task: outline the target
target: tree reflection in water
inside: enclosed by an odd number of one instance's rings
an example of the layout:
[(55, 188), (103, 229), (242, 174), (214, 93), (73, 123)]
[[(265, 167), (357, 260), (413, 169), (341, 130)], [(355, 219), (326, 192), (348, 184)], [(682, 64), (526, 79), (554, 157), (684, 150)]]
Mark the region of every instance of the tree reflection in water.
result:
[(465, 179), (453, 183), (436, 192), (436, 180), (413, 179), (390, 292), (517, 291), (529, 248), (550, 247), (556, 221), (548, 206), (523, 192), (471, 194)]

### AIM OF THE EXERCISE:
Reproduce every one of the lines above word for word, without changing any character.

### THE OUTPUT:
task: outline the target
target: tree reflection in water
inside: enclosed by an odd number of one instance's rings
an example of the layout:
[(55, 188), (103, 229), (242, 174), (214, 93), (73, 123)]
[[(265, 167), (357, 260), (413, 169), (341, 130)], [(355, 219), (326, 192), (348, 184)], [(682, 64), (526, 79), (554, 157), (684, 150)]]
Mark the region of every instance of the tree reflection in water.
result:
[(465, 179), (453, 183), (436, 192), (436, 180), (413, 179), (390, 292), (517, 291), (529, 248), (550, 247), (556, 221), (548, 206), (523, 192), (471, 194)]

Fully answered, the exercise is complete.